*WHAT IS REQUIRED*:
Rewrite the part of the records that opens with the line containing "UI grounding request — element: the foliage" and closes at the end of the records, replacing "window" with "pane" and leaving everything else unchanged.

-------- PROVIDED INFORMATION --------

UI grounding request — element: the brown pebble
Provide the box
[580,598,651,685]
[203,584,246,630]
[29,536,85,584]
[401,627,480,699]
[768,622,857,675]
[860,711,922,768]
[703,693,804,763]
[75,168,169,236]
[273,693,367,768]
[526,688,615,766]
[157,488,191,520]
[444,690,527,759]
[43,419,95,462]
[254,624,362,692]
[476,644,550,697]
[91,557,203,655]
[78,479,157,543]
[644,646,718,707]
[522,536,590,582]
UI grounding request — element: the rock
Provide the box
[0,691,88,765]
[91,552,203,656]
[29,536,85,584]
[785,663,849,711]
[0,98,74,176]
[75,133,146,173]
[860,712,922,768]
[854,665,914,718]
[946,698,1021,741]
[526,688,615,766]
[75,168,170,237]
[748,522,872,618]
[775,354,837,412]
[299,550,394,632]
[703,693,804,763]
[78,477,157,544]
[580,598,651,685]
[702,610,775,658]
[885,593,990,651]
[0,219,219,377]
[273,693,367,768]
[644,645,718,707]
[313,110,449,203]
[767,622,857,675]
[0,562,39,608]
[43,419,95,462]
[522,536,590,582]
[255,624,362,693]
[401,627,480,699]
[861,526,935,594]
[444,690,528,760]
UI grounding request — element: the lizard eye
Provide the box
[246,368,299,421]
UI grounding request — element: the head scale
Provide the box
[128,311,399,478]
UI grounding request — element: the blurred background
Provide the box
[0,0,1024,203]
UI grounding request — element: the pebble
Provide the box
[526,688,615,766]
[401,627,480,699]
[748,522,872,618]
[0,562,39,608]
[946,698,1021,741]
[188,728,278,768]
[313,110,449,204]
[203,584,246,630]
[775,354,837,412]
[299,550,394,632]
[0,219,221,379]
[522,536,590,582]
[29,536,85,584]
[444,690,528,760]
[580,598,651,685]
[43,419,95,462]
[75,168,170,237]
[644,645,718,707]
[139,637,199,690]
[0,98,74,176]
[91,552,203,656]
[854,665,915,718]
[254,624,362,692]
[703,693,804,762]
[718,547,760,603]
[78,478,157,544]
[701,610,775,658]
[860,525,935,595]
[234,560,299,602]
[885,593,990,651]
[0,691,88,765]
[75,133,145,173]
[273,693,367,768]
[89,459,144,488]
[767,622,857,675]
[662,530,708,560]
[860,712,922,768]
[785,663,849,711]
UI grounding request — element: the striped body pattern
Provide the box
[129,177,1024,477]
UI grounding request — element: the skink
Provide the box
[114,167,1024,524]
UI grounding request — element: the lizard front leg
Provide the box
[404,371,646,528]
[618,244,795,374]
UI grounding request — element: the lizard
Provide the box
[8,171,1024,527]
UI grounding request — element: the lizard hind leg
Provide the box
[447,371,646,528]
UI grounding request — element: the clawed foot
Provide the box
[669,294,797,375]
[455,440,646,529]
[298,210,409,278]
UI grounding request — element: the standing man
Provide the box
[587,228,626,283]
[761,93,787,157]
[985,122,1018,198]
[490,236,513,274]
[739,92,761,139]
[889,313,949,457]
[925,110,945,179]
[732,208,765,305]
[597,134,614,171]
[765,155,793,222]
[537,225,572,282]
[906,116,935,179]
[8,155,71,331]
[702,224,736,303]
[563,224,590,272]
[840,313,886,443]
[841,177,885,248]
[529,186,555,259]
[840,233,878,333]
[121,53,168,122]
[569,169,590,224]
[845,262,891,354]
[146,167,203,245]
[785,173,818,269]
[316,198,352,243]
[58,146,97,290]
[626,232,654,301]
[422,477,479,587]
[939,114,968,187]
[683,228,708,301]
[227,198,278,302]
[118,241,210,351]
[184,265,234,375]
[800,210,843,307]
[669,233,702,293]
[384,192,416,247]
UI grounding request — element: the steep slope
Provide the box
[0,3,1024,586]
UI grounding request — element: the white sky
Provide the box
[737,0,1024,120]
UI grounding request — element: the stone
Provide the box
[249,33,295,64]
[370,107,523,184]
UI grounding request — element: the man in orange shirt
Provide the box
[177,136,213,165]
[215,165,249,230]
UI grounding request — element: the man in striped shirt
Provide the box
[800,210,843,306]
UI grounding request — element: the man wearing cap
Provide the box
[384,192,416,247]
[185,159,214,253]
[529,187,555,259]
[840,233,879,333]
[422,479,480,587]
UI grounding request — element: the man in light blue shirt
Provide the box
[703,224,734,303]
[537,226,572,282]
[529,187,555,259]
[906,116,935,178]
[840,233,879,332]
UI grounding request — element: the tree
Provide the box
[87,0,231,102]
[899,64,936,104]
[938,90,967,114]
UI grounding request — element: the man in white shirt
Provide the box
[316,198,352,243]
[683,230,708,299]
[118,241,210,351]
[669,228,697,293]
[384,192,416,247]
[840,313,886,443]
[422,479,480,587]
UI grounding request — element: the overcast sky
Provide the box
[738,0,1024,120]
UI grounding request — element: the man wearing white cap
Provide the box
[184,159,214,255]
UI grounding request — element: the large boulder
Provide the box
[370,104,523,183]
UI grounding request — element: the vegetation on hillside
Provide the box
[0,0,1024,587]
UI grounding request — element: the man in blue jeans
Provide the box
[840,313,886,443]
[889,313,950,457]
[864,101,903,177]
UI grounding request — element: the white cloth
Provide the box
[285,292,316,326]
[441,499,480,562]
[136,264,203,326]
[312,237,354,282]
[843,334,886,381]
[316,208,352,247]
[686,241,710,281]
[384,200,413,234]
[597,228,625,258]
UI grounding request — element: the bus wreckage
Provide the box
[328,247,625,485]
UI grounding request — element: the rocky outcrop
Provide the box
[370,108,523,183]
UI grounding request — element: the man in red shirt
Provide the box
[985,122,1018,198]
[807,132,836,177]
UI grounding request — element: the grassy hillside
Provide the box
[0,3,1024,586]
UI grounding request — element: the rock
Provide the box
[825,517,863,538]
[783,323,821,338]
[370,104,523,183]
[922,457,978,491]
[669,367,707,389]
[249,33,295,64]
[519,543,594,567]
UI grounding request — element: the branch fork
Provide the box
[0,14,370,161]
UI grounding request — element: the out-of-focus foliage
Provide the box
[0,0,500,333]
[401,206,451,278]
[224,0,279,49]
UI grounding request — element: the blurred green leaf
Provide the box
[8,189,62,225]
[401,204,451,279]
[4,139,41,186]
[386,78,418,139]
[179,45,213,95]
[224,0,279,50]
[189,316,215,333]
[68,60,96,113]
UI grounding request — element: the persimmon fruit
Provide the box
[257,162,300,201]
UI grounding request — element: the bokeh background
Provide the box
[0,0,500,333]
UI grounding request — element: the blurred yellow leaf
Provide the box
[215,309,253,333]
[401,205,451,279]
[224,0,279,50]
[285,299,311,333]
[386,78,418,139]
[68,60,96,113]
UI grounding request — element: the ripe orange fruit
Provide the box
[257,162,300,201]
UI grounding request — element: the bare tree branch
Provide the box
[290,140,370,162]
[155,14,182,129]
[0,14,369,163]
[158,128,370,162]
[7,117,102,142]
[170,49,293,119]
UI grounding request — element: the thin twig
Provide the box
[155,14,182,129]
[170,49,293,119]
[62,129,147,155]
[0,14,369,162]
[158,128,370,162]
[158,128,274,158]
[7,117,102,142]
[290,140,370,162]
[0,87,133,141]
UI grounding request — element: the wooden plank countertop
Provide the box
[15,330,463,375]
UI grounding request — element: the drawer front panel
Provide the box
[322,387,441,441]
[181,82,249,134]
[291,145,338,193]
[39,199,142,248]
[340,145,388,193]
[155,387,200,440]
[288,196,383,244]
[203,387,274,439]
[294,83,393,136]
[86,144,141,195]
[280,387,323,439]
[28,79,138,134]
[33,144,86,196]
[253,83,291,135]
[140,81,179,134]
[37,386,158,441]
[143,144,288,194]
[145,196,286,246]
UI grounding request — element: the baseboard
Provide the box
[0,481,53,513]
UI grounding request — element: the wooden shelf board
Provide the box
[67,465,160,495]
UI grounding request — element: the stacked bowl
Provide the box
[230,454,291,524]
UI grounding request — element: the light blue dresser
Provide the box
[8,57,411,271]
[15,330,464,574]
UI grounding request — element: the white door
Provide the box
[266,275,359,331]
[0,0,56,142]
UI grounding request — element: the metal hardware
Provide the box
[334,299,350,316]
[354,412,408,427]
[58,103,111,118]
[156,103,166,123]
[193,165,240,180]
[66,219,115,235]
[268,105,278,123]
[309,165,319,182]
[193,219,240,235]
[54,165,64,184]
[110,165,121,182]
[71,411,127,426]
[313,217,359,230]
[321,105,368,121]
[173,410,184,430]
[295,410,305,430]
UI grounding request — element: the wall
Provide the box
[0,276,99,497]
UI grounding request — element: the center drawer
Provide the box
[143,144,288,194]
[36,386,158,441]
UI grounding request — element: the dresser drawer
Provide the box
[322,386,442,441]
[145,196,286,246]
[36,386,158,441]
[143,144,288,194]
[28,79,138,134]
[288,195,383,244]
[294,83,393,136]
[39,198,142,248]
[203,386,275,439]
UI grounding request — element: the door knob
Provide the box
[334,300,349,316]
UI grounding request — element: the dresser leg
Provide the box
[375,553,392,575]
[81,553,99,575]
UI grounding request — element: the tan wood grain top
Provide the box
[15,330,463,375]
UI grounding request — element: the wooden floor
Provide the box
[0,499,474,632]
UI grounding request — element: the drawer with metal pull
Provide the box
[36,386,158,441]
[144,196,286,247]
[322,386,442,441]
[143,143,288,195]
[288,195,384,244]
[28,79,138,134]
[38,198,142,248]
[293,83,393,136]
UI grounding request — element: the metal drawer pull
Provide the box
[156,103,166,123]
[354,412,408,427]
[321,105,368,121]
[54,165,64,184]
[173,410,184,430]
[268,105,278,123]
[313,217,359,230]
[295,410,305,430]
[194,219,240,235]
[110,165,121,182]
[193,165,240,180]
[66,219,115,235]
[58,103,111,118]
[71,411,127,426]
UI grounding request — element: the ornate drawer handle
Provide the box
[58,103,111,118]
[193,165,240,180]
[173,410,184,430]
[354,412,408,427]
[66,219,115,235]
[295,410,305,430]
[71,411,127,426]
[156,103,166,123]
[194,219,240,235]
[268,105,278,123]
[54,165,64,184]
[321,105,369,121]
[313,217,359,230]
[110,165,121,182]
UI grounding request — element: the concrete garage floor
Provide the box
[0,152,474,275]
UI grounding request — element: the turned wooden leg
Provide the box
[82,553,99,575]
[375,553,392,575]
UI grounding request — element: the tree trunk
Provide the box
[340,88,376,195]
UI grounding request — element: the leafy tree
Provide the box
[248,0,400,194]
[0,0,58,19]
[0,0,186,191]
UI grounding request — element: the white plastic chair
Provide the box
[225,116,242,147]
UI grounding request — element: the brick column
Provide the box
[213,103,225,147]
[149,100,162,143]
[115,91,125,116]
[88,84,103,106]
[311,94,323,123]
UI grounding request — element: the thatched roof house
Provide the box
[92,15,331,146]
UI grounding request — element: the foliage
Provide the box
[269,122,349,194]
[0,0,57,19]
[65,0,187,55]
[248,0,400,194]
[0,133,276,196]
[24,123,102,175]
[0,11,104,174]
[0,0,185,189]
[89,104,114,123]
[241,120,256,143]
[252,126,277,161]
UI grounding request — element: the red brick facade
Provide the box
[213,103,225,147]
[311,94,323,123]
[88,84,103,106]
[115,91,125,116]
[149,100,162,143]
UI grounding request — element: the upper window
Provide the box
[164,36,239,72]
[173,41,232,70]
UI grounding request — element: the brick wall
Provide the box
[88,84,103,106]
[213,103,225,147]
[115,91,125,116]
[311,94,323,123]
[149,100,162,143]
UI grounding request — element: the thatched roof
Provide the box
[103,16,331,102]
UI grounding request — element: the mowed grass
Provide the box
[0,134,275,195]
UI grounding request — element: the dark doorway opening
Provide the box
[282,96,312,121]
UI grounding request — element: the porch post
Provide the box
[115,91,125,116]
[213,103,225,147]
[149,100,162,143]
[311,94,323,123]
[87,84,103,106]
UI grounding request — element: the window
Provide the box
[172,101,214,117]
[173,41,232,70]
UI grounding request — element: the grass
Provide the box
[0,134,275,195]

--------

*SOLVED PROBLEM*:
UI grounding request — element: the foliage
Provide the box
[269,122,349,194]
[0,0,57,19]
[65,0,187,55]
[248,0,400,194]
[0,133,276,196]
[24,123,102,175]
[0,11,104,174]
[0,0,185,189]
[89,104,114,123]
[241,120,256,143]
[252,126,277,161]
UI grounding request — element: the red brick facade
Provide the box
[213,103,225,147]
[311,94,323,123]
[88,84,103,106]
[115,91,125,116]
[149,100,162,143]
UI grounding request — element: the upper pane
Provide the box
[164,36,239,72]
[173,41,232,70]
UI grounding request — element: the brick wall
Provide the box
[88,84,103,106]
[213,103,225,147]
[115,91,125,116]
[311,94,323,123]
[149,100,162,143]
UI grounding request — element: the thatched roof
Provide the box
[103,16,331,102]
UI grounding request — element: the mowed grass
Provide the box
[0,134,275,195]
UI grounding request — element: the dark doorway opening
Provide the box
[282,96,312,121]
UI grounding request — element: the porch post
Provide the box
[115,91,125,116]
[213,103,225,147]
[149,100,162,143]
[311,94,323,123]
[87,84,103,106]
UI grounding request — element: the pane
Provide the box
[172,101,214,117]
[173,41,232,70]
UI grounding request — element: the grass
Provide the box
[0,134,275,195]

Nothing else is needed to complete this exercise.